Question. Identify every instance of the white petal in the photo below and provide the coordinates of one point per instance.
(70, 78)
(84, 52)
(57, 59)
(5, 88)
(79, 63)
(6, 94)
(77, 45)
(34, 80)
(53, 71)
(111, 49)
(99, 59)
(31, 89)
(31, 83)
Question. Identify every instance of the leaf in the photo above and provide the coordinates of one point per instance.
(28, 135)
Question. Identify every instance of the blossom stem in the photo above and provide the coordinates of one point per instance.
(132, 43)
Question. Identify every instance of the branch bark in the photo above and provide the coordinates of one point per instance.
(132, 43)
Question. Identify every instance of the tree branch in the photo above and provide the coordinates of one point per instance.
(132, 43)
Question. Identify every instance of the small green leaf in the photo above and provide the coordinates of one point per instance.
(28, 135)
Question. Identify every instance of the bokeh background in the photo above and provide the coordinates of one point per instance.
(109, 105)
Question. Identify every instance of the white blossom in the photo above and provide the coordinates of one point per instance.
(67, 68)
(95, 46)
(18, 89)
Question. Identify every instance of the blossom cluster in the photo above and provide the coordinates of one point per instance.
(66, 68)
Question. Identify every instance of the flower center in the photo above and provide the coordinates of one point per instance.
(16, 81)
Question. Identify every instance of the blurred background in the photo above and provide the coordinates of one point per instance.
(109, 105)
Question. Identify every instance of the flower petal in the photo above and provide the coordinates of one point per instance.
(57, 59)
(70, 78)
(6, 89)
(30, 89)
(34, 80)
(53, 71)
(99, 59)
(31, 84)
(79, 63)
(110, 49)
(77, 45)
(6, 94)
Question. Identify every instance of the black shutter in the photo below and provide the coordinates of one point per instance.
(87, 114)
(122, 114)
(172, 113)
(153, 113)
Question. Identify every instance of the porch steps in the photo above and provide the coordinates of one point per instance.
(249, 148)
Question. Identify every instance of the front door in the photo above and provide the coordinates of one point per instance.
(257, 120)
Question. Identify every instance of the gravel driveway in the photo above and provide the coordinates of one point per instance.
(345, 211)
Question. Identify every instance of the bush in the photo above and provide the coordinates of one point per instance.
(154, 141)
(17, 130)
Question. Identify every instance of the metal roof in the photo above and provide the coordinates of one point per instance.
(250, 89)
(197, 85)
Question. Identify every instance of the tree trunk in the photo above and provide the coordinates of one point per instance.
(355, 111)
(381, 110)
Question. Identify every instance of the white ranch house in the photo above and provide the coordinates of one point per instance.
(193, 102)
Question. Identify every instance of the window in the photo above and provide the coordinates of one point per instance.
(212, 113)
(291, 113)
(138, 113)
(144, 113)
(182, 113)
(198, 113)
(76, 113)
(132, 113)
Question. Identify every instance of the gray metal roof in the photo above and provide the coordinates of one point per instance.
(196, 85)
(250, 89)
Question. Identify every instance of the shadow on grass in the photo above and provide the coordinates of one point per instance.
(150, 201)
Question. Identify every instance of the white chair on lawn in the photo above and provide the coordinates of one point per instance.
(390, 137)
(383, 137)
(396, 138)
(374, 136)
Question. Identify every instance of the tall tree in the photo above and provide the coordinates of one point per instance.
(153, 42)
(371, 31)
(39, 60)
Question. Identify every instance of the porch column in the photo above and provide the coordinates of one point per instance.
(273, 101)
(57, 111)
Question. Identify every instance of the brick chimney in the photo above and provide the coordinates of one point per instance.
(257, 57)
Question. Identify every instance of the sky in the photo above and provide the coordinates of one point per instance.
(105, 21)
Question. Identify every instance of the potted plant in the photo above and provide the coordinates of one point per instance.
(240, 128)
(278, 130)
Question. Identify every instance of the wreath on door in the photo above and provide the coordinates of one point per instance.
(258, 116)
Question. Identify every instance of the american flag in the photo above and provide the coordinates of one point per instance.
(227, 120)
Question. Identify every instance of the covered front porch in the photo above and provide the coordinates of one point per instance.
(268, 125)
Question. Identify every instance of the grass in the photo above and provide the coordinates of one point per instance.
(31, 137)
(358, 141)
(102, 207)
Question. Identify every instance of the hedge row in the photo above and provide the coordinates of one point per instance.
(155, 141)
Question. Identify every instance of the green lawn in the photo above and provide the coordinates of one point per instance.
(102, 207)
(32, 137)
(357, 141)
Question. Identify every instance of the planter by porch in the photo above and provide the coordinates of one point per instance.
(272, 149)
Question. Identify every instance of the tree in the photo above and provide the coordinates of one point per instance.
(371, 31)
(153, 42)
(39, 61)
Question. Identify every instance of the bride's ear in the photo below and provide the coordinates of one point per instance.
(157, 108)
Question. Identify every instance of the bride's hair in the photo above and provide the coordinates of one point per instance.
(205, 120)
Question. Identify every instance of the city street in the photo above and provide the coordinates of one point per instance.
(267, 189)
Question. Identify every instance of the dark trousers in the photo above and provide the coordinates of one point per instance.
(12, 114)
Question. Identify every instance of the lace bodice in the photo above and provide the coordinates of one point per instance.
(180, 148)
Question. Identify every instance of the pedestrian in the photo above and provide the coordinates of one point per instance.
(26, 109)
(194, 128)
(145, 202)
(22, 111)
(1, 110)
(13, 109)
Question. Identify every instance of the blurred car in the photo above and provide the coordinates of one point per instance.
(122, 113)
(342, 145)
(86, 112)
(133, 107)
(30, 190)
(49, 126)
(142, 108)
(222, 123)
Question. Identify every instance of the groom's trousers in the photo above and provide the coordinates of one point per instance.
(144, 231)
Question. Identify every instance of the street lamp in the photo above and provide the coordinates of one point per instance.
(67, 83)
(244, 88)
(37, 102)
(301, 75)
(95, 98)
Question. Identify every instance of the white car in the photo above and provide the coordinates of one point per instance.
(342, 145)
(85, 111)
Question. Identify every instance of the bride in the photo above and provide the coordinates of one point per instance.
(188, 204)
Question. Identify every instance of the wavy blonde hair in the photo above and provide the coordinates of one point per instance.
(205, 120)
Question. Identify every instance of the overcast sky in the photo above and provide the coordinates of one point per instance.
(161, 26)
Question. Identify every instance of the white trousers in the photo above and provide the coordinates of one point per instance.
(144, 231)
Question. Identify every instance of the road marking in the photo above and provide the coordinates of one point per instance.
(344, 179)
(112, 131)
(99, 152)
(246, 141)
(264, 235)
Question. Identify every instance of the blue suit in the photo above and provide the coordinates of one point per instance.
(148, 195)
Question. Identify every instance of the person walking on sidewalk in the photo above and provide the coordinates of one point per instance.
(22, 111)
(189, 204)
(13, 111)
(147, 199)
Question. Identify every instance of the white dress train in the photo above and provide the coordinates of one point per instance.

§

Direction: Repeat all of the records above exactly as written.

Finished answer:
Question. Identify every instance of the white petal in the photo below and provide the coordinates of one point per instance.
(70, 78)
(84, 52)
(57, 59)
(5, 88)
(79, 63)
(6, 94)
(77, 45)
(34, 80)
(53, 71)
(111, 49)
(99, 59)
(31, 89)
(31, 83)
Question. Identify every instance of the leaf in the photo above and provide the coordinates of one point per instance.
(28, 135)
Question. Identify every instance of the blossom stem in the photo above and provide the coordinates of one point per instance.
(132, 43)
Question. Identify every instance of the branch bark in the photo above and provide the coordinates of one point per instance.
(132, 43)
Question. Identify every instance of the tree branch in the photo above and provide the coordinates of one point per instance.
(132, 43)
Question. Identify every instance of the small green leaf in the photo above and provide the coordinates of one point per instance.
(28, 135)
Question. Identify every instance of the bokeh background in the photo above and provide the coordinates of one point per instance.
(109, 105)
Question. Identify every instance of the white blossom in the photo above and provide the coordinates of one point per instance.
(67, 68)
(95, 46)
(18, 89)
Question. Identify every instance of the blossom cluster in the photo above and provide the coordinates of one point per instance.
(66, 68)
Question. Identify every instance of the flower center in the photo above and provide the coordinates of one point per instance.
(16, 81)
Question. Identify every instance of the blurred background in the photo above and provide the coordinates of one point per instance.
(109, 105)
Question. Identify every instance of the flower petal in the photo above and provide the coordinates of one point per instance.
(57, 59)
(70, 78)
(6, 89)
(30, 89)
(34, 80)
(53, 71)
(99, 59)
(31, 84)
(79, 63)
(110, 49)
(77, 45)
(6, 94)
Question. Identify every instance of the black shutter in the photo below and provide the coordinates of one point per instance.
(87, 114)
(122, 114)
(172, 113)
(153, 113)
Question. Identify every instance of the porch steps in the photo above and provide the coordinates of one point per instance.
(249, 148)
Question. Identify every instance of the front door in the photo above and provide the coordinates of one point per instance.
(257, 120)
Question. Identify every instance of the gravel driveway in the photo above and provide the coordinates of one point per instance.
(345, 211)
Question. Identify every instance of the bush in the photo above and provide the coordinates of one point per instance.
(154, 141)
(17, 130)
Question. Identify every instance of the metal roof in the photo above and provide the coordinates of one point per instance.
(250, 89)
(197, 85)
Question. Identify every instance of the tree trunk in the photo above and provide the coordinates of one point per instance.
(355, 111)
(381, 110)
Question. Identify every instance of the white ranch house in the photo above and provide the coordinates of one point per instance.
(193, 102)
Question. Identify every instance of the window in the photo above and provide the coordinates of one point per instance.
(212, 113)
(291, 113)
(138, 113)
(144, 113)
(182, 113)
(198, 113)
(76, 113)
(132, 113)
Question. Identify every instance of the gray metal roof in the photo above and provide the coordinates of one point per instance.
(196, 85)
(250, 89)
Question. Identify every instance of the shadow on grass in the photo above and provide the coordinates of one point per instance.
(150, 201)
Question. Identify every instance of the white chair on lawn in the photo above and provide the coordinates of one point per instance.
(390, 137)
(383, 137)
(396, 138)
(374, 136)
Question. Identify every instance of the tall tree in the photo above and provide the coordinates of one point per instance.
(153, 42)
(371, 31)
(39, 60)
Question. Identify every instance of the porch column in the photo above and provide the coordinates of one point per instance.
(273, 101)
(57, 111)
Question. Identify every instance of the brick chimney in the photo above and provide the coordinates of one point per instance.
(257, 57)
Question. Identify every instance of the sky in the photo above and provide the coordinates of one point per instance.
(105, 21)
Question. Identify every instance of the potted plant in the photo above and provide the coordinates of one point per instance.
(240, 128)
(278, 130)
Question. Identify every instance of the wreath on door in the photo above and provide the coordinates of one point per instance.
(258, 116)
Question. Identify every instance of the american flag in the photo above and provide the coordinates of one point per instance.
(227, 120)
Question. Identify every instance of the covered front porch in the photo above and provide the coordinates of one point per instance.
(268, 125)
Question. Identify every instance of the grass in the photo above and provide the coordinates of one point per instance.
(31, 137)
(358, 141)
(102, 207)
Question. Identify every instance of the hedge row in the photo above and provide the coordinates of one point per instance.
(155, 141)
Question. Identify every instance of the green lawn in the photo above and provide the coordinates of one point per instance.
(102, 207)
(32, 137)
(357, 141)
Question. Identify every instance of the planter by porch in the photo above and provide the coordinates of one point per instance.
(272, 149)
Question. Identify every instance of the tree in the photo above and provide the coordinates of one point per instance.
(371, 31)
(153, 42)
(39, 61)
Question. Identify every instance of the bride's ear in the photo below and provide the coordinates of one point per instance.
(157, 108)
Question. Identify every instance of the bride's hair in the photo above and provide the coordinates of one point per instance.
(205, 120)
Question. Identify every instance of the city street in the photo above and provide the coordinates of one point per instance.
(267, 189)
Question. Identify every instance of the dark trousers in the photo above and provide the coordinates of one point per instance.
(12, 114)
Question. Identify every instance of the lace bodice in the photo above and provide the coordinates of one point per instance.
(180, 148)
Question. Identify every instance of the pedestrian in the photo above and provide the coordinates of one point per instance.
(26, 109)
(194, 128)
(145, 202)
(22, 111)
(1, 110)
(13, 109)
Question. Identify every instance of the blurred car in the photo above and provide the coordinates of one point per instance.
(122, 113)
(342, 145)
(86, 112)
(133, 107)
(30, 190)
(49, 126)
(142, 108)
(222, 123)
Question. Identify every instance of the groom's trousers in the photo above and provide the coordinates of one point per instance.
(144, 231)
Question. Identify every instance of the street lamp in the photo above and provide the coordinates of one point per instance.
(67, 83)
(244, 88)
(37, 102)
(301, 75)
(95, 98)
Question. Identify every instance of the white car in the photo above and provide the coordinates of one point per instance.
(342, 145)
(85, 111)
Question. Identify every instance of the bride in the photo above and provide the coordinates of one point per instance.
(188, 204)
Question. Identify every instance of the wavy blonde hair in the photo above and provide the coordinates of one point per instance.
(205, 120)
Question. Identify every instance of the overcast sky in the photo above and provide the coordinates of one point per instance.
(161, 26)
Question. Identify every instance of the white trousers in the photo above and provide the coordinates of one point per instance.
(144, 231)
Question. Identify every instance of the road marking in the photo above and provide the coordinates of one point per instance.
(344, 179)
(112, 131)
(99, 152)
(246, 141)
(264, 235)
Question. Identify every instance of the blue suit in the photo above and provide the coordinates of one point per instance.
(148, 195)
Question. Identify every instance of the person walking on sidewalk in the photo above and provide the coordinates of one point per instance.
(22, 111)
(189, 204)
(13, 111)
(147, 199)
Question. Identify every instance of the white dress train in the photo above and provide the coordinates of one point per instance.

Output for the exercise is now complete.